DATA FOR THE TASK —
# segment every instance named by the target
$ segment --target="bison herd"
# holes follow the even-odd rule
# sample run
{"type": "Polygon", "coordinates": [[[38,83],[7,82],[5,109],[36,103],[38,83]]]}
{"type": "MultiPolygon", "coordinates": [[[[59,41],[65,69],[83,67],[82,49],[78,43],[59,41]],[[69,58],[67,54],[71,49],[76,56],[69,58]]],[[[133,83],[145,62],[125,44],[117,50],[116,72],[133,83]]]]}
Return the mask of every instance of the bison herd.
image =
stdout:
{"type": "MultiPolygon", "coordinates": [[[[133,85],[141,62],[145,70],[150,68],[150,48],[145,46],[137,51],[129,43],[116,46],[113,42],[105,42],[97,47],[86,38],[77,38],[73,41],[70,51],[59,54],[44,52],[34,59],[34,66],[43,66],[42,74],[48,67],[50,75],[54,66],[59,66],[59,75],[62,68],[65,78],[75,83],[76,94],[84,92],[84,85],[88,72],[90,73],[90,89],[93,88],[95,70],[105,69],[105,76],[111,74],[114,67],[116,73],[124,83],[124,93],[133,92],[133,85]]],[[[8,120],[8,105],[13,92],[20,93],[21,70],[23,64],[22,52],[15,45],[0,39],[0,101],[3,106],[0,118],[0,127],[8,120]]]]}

DIRECTION —
Recast every one of the records above as a two-column CSV with the columns input and output, one row per record. Put each record's text and its answer in their own quoted fields, with line breaks replaced by spaces.

SOLUTION —
input,output
"# segment every instance named by the target $ segment --target=""bison herd"" # holes follow the even-odd rule # sample run {""type"": ""Polygon"", ""coordinates"": [[[38,83],[7,82],[5,109],[36,103],[38,83]]]} {""type"": ""MultiPolygon"", ""coordinates"": [[[[59,41],[65,69],[83,67],[82,49],[78,43],[59,41]],[[69,58],[67,54],[71,49],[76,56],[69,58]]],[[[133,83],[145,62],[125,44],[117,50],[116,72],[133,83]]]]} Return the mask of every instance of the bison herd. image = stdout:","{""type"": ""MultiPolygon"", ""coordinates"": [[[[133,85],[141,62],[145,70],[150,68],[150,48],[145,46],[137,51],[129,43],[116,46],[113,42],[105,42],[97,47],[86,38],[77,38],[73,41],[70,51],[59,54],[44,52],[34,59],[34,66],[43,66],[42,74],[48,67],[50,75],[54,66],[59,66],[59,75],[62,68],[65,78],[75,83],[76,94],[84,92],[84,85],[88,72],[90,73],[90,89],[93,88],[95,70],[105,69],[105,76],[111,74],[114,67],[116,73],[124,83],[124,93],[133,92],[133,85]]],[[[8,120],[8,105],[13,92],[20,93],[21,70],[23,64],[22,52],[15,45],[0,39],[0,101],[3,106],[0,118],[0,127],[8,120]]]]}"